__As tarefas__
- A) Responda, por favor, a estas perguntas com base no texto sobre a senadora Heloísa Helena:
(i) Por qual partido ela está disposta a sair candidata a presidente?
(ii) A participação em qual CPI lhe deu visibilidade nacional?
(iii) De que patamar de intenções de voto ela pode largar, segundo as pesquisas atuais?
- B) Segundo o texto sobre a senadora Heloísa Helena, por que ela vê vantagem em haver muitos concorrentes na eleição? Explique em até três frases.
- C) Escreva a continuação do texto sobre a senadora Heloísa Helena a partir da última frase.

___ Texto extraído ___

Ela mesma se define como uma menina danada, dessas que não param quietas um só minuto. Neste momento, com toda a sua energia, a senadora Heloísa Helena está disposta a sair candidata a presidente pelo PSOL. Ela acredita que, quanto mais concorrentes houver, mais haverá condições para se questionar o “receituário de irresponsabilidade fiscal, social e administrativa representado pelos antigos e pelos novos inquilinos do Palácio do Planalto”. É claro que, com sua linguagem pessoal e intransferível, a senadora está fazendo referências aos adversários do PSDB e do PT. “O povo precisa saber que há alternativas que devem ser expostas e discutidas.” Nos últimos meses, graças a sua participação na recém-encerrada CPI dos Correios, Heloísa Helena ganhou visibilidade nacional e, uma vez candidata, acreditam muitos analistas, tem boas chances de crescer durante a campanha. Segundo as pesquisas atuais, ela pode largar de um patamar de 5% das intenções de voto. Pessoalmente, no entanto, ela não faz contas. A ISTOÉ, a senadora atacou os partidos que buscam alianças “apenas de olho na matemática eleitoral” e avaliou como falsa a polarização entre o PT e o PSDB: “É o mesmo projeto de País, só que dividido em dois palanques”, dispara. Defensora ferrenha do fim do voto secreto no Congresso e, na mesma direção, da quebra dos sigilos bancário, fiscal e telefônico de todos os agentes públicos, ela poderá apresentar na campanha a proposta de um salário mínimo de R$ 1,6 mil. Abaixo, algumas de suas idéias.

___ Entradas listadas ___

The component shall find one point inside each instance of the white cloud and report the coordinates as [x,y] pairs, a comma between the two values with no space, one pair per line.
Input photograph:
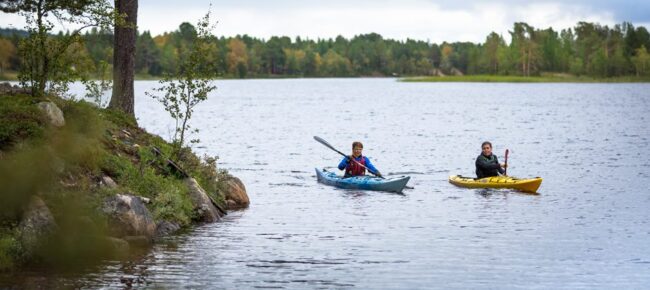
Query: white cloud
[416,19]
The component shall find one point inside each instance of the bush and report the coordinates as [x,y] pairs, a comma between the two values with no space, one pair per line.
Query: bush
[10,251]
[20,119]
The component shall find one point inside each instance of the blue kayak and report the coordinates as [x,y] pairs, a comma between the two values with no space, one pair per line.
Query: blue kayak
[362,182]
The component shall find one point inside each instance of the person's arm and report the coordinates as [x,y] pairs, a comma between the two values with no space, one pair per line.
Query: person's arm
[484,164]
[344,163]
[500,169]
[371,167]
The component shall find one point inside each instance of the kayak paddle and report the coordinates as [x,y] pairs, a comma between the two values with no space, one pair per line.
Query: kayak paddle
[320,140]
[505,171]
[328,145]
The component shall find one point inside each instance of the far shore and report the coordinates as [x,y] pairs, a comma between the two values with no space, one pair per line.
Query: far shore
[531,79]
[551,78]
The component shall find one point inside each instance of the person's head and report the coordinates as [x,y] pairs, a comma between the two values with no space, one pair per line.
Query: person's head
[486,148]
[357,147]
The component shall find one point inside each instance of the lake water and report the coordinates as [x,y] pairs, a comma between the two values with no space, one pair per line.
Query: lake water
[589,226]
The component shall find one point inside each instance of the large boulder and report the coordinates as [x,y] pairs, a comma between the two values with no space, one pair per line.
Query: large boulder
[37,225]
[128,216]
[53,113]
[203,206]
[235,193]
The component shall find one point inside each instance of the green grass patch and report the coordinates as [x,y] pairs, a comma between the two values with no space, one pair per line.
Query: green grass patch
[10,250]
[20,119]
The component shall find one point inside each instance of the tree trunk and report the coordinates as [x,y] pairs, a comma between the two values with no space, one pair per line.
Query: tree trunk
[124,58]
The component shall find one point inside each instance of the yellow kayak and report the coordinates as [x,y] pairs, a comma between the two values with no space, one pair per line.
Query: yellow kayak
[523,184]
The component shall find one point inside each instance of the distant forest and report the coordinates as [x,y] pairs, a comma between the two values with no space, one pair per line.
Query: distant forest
[587,49]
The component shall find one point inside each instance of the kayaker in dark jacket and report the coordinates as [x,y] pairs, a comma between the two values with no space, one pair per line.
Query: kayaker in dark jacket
[353,168]
[487,164]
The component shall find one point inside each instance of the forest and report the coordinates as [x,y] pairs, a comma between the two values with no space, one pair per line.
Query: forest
[588,49]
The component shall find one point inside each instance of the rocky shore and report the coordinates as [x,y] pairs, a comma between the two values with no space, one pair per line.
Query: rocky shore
[82,182]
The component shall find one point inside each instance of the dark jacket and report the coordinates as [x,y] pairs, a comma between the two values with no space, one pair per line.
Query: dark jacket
[488,166]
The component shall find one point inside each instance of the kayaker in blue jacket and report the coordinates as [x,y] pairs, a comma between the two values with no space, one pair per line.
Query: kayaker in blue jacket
[353,168]
[487,164]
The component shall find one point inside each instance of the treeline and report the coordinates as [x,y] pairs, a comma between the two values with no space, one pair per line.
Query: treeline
[586,49]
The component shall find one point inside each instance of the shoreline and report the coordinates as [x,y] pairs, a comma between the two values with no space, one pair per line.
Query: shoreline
[521,79]
[439,79]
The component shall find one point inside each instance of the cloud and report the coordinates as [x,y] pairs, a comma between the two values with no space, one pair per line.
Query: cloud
[435,21]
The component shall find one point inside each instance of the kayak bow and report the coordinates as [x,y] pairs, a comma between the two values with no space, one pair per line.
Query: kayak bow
[523,184]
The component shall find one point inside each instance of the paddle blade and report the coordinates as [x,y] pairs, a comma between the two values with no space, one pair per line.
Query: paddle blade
[322,141]
[505,171]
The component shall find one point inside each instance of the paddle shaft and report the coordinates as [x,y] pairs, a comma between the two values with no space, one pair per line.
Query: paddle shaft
[320,140]
[505,171]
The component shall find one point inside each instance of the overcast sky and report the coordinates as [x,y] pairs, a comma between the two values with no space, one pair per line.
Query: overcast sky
[435,21]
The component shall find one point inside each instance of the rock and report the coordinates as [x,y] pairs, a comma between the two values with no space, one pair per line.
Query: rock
[108,182]
[37,225]
[128,216]
[139,241]
[236,192]
[165,228]
[206,211]
[456,72]
[7,89]
[53,113]
[117,246]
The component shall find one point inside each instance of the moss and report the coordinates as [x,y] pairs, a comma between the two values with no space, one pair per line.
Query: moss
[20,119]
[10,250]
[66,164]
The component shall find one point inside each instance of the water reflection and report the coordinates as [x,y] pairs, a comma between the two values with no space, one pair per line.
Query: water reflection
[588,227]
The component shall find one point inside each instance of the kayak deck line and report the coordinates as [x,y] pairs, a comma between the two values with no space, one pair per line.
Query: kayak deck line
[523,184]
[365,182]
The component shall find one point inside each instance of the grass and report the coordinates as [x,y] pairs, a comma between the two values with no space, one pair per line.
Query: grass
[544,78]
[9,76]
[64,166]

___

__Os resultados__
- A)
(i) Pelo PSOL.
(ii) Na CPI dos Correios.
(iii) De 5% das intenções de voto.

- B) Ela acredita que, quanto mais concorrentes houver, mais condições haverá para questionar o "receituário de irresponsabilidade fiscal, social e administrativa" dos antigos e dos novos inquilinos do Palácio do Planalto. Para ela, o povo precisa saber que há alternativas que devem ser expostas e discutidas.

- C)
ISTOÉ – O PSOL tem como desfraldar a bandeira da ética que o PT ainda tenta empunhar?
Heloísa Helena – A história da esquerda brasileira ou a defesa da ética na política nem nasceu com o PT nem se encerra com o PSOL. Reconhecemos humildemente que não constituímos o santuário dos ungidos pelos deuses da revolução socialista e da ética. Nós apenas criamos, por obrigação histórica, um abrigo para a esquerda socialista e democrática que não se vende para se lambuzar no banquete do poder e não se rende para ser aceita no convescote do capital. Acreditamos que há espaço, no nosso querido Brasil, para disputar mentes e corações com um projeto de justiça social distanciado do pensamento único neoliberal e amoral.
ISTOÉ – Da forma como está posta hoje, a eleição presidencial pode virar um plebiscito sobre o governo Lula, e uma disputa polarizada entre PT e PSDB. Isso é bom para o debate político?
Heloísa Helena

É fato que setores importantes da sociedade trabalham de forma sofisticada e desprezível para legitimar a falsa polarização PT e PSDB. Mas a eleição não é só PT versus PSDB. Sabemos também das gigantescas dificuldades que esse quadro eleitoral nos impõe. Mas a nossa decisão é não fingir estarrecimento diante da farsa técnica e da fraude política representada pelo mesmo projeto de governo, apenas dividido em dois palanques.

ISTOÉ – Como se posicionar diante disso?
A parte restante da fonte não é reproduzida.